--- START Document text ---

By the way, I worked on many projects(I code in C, C++, Python, HTML, JavaScript) and the one I'm currently working on has been giving me a hard time: a simulator for a gas sample's behavior(following Maxwell-Boltzmann's law of distribution for speeds).
M-B distribution is a kinda hard and advanced physics argument especially for my high-school standards, but I still managed to understand its functioning and found out the equation that gives the number of molecules with a velocity between v and v+dv:M-B equationhere.
Now, programming JS part takes place, and in the following snippet I inserted the
balls constructor part, the draw() core function and the part where I spawn balls(100, just as a test, since they should be around 1000) according to M-B equation; now, I think everything should be fine, but spawned balls behave very strangely changing direction whenever they want to, and sometimes getting stuck with each other instead of elastically bouncing off... could you please take a look at the "spawning" part and see if somethings wrong? Then, I also uploaded the whole HTML+JS+CSS code so you can try it, and also verify JS functions for ball-to-ball and ball-to-wall collisions and all that kind of stuff.
I would extremely appreciate it if someone could please help me... I'm confused.

--- END Document text ---

Direction a: Return each line of the records that contains the word "green", treating uppercase and lowercase letters as different.
The records have no connection to the post about the gas simulator.

--- START Data extract ---

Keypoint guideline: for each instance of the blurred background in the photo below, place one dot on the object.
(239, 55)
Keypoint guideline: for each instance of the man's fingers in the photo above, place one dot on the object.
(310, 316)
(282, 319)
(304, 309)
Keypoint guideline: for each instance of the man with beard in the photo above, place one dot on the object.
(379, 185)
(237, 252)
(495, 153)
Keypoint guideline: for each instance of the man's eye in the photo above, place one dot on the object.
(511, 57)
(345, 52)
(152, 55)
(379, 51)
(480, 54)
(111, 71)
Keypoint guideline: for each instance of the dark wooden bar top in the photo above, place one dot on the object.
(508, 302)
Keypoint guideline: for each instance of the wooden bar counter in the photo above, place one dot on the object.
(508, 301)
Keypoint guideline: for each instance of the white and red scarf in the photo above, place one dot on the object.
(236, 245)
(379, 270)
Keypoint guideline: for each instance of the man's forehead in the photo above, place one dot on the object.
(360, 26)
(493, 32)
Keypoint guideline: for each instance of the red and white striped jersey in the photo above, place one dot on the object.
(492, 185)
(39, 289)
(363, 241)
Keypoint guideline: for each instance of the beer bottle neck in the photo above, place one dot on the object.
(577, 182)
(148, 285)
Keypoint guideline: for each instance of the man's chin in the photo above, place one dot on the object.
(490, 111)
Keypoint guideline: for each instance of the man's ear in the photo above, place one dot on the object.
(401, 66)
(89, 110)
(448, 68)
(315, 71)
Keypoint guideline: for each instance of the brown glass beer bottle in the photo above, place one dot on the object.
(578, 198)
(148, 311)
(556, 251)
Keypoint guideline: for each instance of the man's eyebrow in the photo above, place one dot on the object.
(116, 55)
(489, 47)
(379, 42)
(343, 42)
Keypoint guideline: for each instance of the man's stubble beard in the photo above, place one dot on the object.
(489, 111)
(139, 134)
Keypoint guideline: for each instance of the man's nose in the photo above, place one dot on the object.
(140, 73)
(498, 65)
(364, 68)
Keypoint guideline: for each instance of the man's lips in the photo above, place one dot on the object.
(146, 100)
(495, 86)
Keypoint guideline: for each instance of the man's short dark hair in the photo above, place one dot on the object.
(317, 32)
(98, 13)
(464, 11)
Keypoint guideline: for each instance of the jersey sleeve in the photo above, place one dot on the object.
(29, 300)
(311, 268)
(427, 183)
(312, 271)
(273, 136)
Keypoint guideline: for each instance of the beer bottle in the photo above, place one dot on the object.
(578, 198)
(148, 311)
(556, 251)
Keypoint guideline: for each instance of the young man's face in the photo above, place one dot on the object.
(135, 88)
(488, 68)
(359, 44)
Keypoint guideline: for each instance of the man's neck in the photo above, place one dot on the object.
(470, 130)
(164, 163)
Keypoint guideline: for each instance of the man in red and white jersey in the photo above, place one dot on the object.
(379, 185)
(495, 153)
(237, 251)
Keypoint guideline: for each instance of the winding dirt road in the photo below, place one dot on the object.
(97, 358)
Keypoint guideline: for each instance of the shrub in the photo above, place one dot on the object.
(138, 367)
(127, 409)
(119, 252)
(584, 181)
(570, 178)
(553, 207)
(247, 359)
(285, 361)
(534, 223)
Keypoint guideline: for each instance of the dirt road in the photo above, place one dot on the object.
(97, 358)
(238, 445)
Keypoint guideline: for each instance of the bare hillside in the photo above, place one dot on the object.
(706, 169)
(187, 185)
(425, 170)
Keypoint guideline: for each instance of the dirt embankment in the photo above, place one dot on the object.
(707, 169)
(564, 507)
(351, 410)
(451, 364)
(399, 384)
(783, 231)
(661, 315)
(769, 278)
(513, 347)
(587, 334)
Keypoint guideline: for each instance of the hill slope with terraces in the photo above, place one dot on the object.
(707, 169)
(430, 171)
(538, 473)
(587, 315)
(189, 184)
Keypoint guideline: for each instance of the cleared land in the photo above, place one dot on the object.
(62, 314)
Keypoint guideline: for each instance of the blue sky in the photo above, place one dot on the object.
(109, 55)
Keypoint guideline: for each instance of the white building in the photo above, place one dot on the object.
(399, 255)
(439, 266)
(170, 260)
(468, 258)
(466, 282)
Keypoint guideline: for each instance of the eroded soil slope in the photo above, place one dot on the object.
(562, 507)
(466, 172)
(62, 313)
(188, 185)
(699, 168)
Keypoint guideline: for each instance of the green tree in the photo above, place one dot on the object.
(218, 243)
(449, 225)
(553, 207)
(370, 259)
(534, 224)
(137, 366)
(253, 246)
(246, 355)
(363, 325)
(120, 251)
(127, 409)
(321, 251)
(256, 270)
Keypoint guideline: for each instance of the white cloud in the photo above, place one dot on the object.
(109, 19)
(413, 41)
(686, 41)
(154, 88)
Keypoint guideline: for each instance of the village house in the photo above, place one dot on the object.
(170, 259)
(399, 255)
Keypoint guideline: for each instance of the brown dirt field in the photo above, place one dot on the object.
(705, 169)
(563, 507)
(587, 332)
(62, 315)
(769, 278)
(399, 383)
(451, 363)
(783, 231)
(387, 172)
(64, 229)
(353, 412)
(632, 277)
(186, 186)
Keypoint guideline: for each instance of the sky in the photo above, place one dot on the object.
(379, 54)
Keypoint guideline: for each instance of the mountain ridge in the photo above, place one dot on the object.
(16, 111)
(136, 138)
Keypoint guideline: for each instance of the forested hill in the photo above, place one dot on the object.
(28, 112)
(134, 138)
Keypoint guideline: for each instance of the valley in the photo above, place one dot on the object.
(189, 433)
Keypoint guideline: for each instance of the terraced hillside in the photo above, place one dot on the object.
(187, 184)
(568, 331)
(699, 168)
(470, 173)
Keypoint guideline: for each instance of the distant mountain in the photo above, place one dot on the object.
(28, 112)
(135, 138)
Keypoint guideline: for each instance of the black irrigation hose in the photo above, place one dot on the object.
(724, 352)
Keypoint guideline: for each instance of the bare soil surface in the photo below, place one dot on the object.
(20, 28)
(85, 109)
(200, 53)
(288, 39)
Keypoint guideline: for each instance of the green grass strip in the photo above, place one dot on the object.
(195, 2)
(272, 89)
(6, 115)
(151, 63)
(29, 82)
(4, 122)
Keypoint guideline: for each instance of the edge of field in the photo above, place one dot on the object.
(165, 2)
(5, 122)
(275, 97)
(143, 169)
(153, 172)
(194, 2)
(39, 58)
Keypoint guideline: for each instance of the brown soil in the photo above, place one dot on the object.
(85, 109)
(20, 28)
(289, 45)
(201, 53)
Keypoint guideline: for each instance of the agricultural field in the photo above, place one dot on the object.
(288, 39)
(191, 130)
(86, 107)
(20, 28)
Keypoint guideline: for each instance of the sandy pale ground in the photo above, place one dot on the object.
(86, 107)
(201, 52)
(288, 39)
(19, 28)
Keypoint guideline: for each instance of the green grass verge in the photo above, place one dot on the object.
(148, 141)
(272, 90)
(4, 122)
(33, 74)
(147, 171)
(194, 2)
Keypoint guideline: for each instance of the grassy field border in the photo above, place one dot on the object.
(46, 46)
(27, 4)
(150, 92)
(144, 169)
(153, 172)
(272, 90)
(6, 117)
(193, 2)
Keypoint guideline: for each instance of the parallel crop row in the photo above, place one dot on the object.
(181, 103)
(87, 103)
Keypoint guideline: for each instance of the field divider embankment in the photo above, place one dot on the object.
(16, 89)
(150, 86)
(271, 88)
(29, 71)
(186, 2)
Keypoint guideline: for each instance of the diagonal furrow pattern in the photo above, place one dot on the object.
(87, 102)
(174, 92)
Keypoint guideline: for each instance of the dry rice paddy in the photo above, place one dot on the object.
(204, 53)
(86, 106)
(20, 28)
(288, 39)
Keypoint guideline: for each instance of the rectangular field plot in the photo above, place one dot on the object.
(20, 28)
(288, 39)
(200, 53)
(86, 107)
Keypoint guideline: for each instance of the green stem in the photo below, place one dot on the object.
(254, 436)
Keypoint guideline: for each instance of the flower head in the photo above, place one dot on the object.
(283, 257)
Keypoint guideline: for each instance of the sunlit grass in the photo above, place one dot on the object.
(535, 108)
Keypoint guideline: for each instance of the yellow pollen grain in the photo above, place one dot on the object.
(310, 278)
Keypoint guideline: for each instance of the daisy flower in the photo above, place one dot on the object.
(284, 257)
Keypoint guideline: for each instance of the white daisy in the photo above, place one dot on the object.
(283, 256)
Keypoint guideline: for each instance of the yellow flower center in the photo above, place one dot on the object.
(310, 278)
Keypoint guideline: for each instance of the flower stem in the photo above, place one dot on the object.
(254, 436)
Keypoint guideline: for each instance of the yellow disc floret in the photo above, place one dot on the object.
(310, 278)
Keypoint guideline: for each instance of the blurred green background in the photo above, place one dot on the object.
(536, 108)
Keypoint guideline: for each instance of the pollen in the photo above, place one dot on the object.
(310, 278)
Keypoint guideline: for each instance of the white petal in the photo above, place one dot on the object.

--- END Data extract ---
--- START Data extract ---

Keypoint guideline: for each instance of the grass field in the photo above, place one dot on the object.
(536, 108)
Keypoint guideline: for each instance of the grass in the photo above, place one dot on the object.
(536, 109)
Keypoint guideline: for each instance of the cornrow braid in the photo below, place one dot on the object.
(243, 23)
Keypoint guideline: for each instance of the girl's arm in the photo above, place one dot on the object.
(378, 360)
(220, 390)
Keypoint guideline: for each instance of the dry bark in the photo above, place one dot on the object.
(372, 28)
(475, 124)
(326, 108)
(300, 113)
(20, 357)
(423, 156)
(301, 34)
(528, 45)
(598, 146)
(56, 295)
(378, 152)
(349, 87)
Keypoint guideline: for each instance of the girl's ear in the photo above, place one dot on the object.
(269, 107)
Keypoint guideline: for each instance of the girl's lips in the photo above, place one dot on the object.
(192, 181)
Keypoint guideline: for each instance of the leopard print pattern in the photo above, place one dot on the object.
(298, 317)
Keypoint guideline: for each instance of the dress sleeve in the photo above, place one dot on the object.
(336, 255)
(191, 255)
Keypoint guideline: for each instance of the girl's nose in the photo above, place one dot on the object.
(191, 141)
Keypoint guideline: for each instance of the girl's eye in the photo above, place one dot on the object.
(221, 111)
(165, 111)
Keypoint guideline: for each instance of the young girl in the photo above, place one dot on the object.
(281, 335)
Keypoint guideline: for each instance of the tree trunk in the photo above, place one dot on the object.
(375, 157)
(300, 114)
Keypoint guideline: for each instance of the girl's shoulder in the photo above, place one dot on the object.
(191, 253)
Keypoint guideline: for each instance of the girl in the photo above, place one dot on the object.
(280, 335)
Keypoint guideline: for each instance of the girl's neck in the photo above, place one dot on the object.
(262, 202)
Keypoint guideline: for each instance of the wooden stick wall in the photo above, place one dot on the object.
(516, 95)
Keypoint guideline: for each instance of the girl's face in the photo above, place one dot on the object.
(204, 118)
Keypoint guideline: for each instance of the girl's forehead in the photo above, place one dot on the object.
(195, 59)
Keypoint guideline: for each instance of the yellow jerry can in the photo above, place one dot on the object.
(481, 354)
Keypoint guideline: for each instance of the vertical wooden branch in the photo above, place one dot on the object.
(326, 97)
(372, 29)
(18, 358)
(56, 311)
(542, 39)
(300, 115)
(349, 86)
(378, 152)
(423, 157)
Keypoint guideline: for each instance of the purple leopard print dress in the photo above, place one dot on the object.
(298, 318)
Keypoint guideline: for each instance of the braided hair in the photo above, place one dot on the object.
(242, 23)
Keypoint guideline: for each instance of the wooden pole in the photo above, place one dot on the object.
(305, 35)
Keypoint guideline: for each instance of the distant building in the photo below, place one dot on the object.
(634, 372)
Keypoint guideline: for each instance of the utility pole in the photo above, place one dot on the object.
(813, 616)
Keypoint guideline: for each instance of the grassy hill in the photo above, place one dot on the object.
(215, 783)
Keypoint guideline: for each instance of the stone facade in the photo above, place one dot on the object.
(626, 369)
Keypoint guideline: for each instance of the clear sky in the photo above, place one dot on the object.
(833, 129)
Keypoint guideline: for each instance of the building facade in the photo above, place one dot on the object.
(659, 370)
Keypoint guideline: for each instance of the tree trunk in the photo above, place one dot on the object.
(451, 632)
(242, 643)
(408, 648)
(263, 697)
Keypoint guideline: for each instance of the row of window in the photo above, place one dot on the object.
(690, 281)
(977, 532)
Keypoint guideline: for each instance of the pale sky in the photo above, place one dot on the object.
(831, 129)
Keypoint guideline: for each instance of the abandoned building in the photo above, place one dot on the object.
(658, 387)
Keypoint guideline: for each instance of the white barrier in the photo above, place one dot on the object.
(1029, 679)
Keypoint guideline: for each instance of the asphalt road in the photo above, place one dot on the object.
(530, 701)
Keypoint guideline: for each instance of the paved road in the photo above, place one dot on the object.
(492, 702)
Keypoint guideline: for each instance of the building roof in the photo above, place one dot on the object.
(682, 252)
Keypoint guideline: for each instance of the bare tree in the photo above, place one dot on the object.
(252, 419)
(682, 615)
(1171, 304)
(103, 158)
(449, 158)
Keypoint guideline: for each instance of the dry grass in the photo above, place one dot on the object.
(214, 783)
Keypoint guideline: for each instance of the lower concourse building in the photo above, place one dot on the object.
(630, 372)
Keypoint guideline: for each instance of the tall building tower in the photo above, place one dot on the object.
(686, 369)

--- END Data extract ---
--- START Data extract ---

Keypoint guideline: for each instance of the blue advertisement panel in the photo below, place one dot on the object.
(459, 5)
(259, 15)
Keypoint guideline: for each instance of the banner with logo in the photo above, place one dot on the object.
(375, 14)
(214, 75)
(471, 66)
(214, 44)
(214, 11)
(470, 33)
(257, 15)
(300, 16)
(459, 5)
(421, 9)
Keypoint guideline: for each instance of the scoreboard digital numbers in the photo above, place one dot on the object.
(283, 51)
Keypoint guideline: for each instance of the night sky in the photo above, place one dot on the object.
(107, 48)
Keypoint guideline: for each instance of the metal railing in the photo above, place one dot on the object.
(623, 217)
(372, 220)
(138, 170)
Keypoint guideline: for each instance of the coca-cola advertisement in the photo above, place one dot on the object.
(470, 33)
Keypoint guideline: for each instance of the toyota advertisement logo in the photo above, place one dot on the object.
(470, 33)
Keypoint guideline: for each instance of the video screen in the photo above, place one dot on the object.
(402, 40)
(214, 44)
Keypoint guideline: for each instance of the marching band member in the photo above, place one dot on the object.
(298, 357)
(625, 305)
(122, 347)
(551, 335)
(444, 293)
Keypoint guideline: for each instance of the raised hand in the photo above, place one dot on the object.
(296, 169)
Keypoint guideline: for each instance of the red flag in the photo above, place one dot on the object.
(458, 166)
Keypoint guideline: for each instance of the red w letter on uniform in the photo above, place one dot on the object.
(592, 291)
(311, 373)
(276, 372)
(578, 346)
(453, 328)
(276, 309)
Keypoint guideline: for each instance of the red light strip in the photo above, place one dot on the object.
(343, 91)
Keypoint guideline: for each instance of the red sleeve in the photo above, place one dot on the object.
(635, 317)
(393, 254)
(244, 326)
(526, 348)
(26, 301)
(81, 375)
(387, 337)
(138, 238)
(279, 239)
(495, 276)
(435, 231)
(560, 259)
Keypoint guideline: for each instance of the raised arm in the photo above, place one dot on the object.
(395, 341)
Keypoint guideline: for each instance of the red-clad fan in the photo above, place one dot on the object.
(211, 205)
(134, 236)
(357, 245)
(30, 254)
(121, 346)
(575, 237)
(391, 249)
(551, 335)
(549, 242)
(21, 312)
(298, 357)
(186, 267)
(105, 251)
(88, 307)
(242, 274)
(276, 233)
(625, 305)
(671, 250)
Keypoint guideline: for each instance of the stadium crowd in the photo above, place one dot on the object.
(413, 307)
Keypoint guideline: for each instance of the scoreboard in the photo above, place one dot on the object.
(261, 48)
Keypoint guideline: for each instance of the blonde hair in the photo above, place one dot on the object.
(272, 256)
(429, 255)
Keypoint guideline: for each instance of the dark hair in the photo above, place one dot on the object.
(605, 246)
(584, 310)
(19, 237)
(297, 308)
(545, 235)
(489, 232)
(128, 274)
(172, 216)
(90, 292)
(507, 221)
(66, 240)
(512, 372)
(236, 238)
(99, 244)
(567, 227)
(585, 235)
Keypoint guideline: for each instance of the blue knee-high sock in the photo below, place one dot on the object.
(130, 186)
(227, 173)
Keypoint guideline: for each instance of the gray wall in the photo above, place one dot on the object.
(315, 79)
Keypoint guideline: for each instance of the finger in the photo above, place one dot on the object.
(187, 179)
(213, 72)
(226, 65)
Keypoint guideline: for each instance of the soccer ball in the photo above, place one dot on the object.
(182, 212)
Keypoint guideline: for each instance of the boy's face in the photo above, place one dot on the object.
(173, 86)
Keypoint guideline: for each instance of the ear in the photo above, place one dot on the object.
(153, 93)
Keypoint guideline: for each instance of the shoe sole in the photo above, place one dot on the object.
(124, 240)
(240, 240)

--- END Data extract ---

Direction b: Write out the post about the gas simulator again in full, word for word.

Problem solution a:
Keypoint guideline: for each instance of the green tree in the photo above, place one dot on the object.
Keypoint guideline: for each instance of the green grass strip in the photo above, place one dot on the object.
Keypoint guideline: for each instance of the green grass verge in the photo above, place one dot on the object.
Keypoint guideline: for each instance of the green stem in the photo below, place one dot on the object.
Keypoint guideline: for each instance of the blurred green background in the photo above, place one dot on the object.

Problem solution b:
By the way, I worked on many projects(I code in C, C++, Python, HTML, JavaScript) and the one I'm currently working on has been giving me a hard time: a simulator for a gas sample's behavior(following Maxwell-Boltzmann's law of distribution for speeds).
M-B distribution is a kinda hard and advanced physics argument especially for my high-school standards, but I still managed to understand its functioning and found out the equation that gives the number of molecules with a velocity between v and v+dv:M-B equationhere.
Now, programming JS part takes place, and in the following snippet I inserted the
balls constructor part, the draw() core function and the part where I spawn balls(100, just as a test, since they should be around 1000) according to M-B equation; now, I think everything should be fine, but spawned balls behave very strangely changing direction whenever they want to, and sometimes getting stuck with each other instead of elastically bouncing off... could you please take a look at the "spawning" part and see if somethings wrong? Then, I also uploaded the whole HTML+JS+CSS code so you can try it, and also verify JS functions for ball-to-ball and ball-to-wall collisions and all that kind of stuff.
I would extremely appreciate it if someone could please help me... I'm confused.